▶ **What needs to be done**:
Change every "open book" in the items below to "notebook", keeping all other text the same. Leave the pictures out of your answer.

---------- Source material ----------

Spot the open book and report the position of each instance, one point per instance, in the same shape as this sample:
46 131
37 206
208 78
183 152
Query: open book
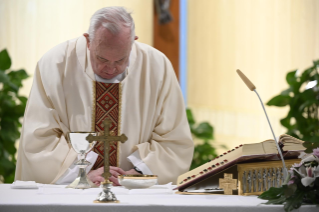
256 152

----------

▶ **Complete answer**:
Spot the notebook and report the position of each instance, one point per instance, in the same shape as this sample:
46 131
37 206
208 78
183 152
Query: notebook
256 152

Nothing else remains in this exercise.